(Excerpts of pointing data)
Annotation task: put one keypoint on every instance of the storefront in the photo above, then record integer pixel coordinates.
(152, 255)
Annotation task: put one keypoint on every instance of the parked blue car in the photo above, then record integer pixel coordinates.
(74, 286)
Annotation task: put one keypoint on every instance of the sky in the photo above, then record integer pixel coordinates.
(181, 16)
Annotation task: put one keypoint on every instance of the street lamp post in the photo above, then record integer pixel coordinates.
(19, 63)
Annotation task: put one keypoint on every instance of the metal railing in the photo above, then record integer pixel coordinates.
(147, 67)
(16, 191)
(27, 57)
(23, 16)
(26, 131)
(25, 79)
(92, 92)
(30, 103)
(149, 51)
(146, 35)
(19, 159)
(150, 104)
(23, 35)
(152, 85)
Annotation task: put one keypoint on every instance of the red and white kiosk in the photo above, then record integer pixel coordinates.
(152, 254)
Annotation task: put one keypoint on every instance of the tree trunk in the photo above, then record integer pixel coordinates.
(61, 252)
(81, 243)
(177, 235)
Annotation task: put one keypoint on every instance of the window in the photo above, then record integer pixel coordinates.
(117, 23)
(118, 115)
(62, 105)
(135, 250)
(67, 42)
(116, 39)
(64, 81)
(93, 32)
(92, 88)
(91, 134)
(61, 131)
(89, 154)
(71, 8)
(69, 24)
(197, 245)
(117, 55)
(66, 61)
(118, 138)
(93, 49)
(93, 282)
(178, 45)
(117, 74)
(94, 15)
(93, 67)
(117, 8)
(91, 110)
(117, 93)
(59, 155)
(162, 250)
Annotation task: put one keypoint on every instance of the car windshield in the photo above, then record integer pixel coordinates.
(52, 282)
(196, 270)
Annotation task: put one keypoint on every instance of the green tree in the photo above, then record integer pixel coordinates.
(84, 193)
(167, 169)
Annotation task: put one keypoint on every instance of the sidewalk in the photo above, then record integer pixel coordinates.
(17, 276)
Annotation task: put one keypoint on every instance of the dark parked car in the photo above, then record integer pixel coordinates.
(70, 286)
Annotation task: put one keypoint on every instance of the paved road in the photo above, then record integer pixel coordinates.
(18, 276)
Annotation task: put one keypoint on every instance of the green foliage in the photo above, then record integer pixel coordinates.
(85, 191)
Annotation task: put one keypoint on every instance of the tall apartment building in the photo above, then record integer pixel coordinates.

- WORK REQUIRED:
Please edit the entries from the line containing "the green foliage" through the end, changing "tall apartment building" to "tall office tower" and keeping everything else the same. Give back only those lines.

- FINAL RESULT:
Annotation task: put one keypoint on every instance of the green foliage in the photo above, then record integer pixel coordinates.
(85, 191)
Annotation task: put one keypoint on every instance of the tall office tower in the photo above, then record integer pixel coordinates.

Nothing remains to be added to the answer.